EXERCISE PROMPT
Beginning with the very first line, please reproduce the entries exactly through the line containing "Find every instance of the fence".

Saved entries
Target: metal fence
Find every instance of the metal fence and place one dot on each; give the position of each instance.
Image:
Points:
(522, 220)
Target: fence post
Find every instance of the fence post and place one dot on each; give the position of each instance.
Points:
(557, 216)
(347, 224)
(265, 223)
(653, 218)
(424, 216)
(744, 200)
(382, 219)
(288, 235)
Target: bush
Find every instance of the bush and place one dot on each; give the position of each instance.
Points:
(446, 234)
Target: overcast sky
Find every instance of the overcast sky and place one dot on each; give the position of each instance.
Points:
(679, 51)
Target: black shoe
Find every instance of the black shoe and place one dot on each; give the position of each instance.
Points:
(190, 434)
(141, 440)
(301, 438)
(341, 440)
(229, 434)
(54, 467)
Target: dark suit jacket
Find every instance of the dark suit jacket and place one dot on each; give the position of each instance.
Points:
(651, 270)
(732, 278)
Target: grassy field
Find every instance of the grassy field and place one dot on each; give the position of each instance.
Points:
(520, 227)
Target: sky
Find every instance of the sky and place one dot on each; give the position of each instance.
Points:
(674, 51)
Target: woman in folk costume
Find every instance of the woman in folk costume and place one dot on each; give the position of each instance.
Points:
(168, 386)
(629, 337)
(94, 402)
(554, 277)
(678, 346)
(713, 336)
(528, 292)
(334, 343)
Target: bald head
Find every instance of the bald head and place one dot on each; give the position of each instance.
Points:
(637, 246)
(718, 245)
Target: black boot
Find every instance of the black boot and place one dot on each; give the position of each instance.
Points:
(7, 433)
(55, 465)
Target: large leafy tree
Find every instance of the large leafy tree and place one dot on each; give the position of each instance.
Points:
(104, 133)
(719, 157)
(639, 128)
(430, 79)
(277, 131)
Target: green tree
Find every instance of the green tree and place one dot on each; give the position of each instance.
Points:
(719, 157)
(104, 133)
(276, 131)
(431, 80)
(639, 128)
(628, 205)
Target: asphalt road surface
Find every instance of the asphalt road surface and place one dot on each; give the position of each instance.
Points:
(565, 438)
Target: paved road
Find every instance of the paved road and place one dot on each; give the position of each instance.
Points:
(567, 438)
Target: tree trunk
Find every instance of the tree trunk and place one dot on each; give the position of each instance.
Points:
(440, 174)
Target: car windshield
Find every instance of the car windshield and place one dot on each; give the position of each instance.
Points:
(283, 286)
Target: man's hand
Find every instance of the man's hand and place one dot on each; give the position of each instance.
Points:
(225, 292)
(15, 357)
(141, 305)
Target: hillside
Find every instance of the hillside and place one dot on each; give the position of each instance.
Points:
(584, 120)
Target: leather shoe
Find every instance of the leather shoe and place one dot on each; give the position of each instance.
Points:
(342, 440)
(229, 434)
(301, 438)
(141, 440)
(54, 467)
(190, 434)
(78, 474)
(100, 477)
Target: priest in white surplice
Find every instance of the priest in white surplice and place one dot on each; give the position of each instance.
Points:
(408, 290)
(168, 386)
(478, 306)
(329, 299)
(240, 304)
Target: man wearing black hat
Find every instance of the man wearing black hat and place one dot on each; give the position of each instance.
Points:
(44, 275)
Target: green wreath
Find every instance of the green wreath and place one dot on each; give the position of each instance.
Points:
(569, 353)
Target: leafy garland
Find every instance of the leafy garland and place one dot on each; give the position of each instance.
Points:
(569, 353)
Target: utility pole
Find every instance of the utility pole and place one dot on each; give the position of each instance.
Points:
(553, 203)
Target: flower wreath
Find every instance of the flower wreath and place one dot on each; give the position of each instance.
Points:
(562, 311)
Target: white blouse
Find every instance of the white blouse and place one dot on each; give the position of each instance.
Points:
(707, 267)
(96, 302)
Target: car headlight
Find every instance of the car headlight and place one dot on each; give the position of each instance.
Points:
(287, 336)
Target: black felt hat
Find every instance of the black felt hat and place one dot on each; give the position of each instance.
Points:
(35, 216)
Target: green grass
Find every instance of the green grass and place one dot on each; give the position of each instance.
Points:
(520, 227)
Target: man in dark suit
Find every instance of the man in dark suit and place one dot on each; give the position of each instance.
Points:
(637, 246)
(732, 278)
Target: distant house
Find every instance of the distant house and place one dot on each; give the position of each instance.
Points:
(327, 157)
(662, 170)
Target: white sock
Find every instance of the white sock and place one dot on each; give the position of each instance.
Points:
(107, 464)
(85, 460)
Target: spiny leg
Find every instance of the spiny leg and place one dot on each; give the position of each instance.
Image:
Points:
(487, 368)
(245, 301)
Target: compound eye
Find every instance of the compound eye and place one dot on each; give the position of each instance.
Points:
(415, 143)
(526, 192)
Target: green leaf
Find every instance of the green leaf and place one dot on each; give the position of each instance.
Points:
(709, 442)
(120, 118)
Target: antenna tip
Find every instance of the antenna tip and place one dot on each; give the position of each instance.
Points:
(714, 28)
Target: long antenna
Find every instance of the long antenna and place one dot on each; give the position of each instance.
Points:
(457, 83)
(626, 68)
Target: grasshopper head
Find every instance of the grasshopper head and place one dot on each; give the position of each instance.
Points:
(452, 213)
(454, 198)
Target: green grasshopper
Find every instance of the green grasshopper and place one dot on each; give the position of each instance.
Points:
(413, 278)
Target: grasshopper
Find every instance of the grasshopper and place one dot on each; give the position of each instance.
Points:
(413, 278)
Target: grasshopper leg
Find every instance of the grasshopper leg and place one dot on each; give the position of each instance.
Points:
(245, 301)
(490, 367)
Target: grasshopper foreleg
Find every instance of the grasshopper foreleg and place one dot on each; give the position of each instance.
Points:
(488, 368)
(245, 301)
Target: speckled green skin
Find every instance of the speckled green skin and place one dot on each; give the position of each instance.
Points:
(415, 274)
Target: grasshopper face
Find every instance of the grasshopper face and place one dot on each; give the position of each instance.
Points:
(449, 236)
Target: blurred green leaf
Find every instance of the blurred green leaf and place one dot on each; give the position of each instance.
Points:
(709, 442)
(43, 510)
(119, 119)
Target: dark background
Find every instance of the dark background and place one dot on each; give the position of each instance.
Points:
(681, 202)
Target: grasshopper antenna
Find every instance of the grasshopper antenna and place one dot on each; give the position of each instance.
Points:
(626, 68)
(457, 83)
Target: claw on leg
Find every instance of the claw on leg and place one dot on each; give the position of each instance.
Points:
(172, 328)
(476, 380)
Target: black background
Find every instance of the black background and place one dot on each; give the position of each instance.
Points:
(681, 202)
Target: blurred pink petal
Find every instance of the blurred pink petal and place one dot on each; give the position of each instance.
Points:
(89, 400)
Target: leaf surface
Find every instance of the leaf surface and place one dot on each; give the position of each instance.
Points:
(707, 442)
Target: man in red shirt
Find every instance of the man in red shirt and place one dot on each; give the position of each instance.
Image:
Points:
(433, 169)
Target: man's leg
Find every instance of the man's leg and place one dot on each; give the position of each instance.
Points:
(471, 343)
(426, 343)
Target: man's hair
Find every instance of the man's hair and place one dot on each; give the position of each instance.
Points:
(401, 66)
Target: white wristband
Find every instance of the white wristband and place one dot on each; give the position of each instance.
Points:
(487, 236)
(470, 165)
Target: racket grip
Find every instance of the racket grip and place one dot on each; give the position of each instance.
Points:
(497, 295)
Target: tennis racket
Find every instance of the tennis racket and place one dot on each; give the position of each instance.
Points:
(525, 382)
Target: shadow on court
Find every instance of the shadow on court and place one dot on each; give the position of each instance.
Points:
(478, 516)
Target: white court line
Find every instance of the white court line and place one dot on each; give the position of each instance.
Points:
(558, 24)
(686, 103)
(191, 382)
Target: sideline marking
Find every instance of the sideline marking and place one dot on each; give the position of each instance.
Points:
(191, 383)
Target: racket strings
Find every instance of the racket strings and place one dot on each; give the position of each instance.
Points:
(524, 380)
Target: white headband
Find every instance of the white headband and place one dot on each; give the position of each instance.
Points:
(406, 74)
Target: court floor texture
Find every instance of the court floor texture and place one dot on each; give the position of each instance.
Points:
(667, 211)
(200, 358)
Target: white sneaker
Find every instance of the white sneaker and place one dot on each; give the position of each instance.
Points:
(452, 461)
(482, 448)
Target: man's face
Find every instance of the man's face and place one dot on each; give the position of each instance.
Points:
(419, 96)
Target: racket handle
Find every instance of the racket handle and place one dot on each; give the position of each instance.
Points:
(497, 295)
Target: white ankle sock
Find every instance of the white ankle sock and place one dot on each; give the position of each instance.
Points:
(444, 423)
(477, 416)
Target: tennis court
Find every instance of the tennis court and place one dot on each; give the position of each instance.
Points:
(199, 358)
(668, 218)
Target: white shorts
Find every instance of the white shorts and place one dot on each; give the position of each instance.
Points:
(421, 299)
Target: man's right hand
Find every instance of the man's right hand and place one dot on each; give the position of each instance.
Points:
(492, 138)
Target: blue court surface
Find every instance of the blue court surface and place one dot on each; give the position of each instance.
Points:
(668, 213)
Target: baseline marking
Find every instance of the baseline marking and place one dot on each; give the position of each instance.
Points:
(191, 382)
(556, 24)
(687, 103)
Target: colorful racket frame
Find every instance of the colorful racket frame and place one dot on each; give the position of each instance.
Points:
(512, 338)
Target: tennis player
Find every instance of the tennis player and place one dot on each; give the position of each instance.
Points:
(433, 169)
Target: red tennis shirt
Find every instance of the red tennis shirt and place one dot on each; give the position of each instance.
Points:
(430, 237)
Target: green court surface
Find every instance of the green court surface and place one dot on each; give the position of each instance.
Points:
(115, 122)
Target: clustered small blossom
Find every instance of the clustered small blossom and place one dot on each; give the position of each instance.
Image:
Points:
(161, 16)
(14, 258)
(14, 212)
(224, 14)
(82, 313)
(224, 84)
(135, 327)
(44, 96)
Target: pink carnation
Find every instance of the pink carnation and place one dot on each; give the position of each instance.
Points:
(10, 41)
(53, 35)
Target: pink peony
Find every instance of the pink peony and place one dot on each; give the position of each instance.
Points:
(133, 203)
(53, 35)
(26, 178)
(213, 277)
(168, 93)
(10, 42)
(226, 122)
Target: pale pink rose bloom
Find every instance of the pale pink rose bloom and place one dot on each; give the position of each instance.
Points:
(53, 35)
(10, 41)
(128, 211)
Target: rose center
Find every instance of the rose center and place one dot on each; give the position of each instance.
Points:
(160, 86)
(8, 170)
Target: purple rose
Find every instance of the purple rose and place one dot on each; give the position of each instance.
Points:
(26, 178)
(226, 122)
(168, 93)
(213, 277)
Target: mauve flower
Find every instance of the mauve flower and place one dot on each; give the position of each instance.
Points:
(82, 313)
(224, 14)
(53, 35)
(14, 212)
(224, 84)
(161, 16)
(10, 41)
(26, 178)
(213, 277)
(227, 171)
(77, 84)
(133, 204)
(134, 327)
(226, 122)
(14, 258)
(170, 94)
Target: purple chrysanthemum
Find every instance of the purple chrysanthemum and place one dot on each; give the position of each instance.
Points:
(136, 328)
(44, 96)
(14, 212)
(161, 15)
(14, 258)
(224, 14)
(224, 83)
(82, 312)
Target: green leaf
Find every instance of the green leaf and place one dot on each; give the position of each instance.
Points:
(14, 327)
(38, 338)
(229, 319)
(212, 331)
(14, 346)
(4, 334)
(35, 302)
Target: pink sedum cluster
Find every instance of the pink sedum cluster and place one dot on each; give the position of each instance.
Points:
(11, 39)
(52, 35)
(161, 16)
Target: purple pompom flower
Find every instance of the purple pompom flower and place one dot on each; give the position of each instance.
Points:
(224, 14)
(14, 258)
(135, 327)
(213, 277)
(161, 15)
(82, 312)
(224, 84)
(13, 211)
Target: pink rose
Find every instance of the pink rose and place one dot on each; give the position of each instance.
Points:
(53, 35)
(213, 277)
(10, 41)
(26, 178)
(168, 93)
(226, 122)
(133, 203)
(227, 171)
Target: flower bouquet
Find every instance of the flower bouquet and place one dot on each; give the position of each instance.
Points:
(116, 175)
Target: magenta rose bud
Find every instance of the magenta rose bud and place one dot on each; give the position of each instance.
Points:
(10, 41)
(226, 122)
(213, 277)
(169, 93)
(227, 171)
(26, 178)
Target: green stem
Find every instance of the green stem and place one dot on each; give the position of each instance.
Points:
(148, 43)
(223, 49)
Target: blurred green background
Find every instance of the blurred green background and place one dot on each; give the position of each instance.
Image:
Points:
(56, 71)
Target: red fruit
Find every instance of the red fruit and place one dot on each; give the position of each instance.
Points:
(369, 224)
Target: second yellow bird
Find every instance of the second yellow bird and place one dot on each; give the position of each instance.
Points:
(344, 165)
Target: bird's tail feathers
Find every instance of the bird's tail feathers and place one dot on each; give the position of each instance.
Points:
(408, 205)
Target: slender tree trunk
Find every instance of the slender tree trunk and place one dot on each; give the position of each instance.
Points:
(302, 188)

SOLVED PROBLEM
Target: metal fence
Find every instance of the metal fence and place one dot on each; give the position of each instance.
Image:
Points:
(522, 220)
Target: fence post
Find every instance of the fence post and place one dot on each; give the position of each instance.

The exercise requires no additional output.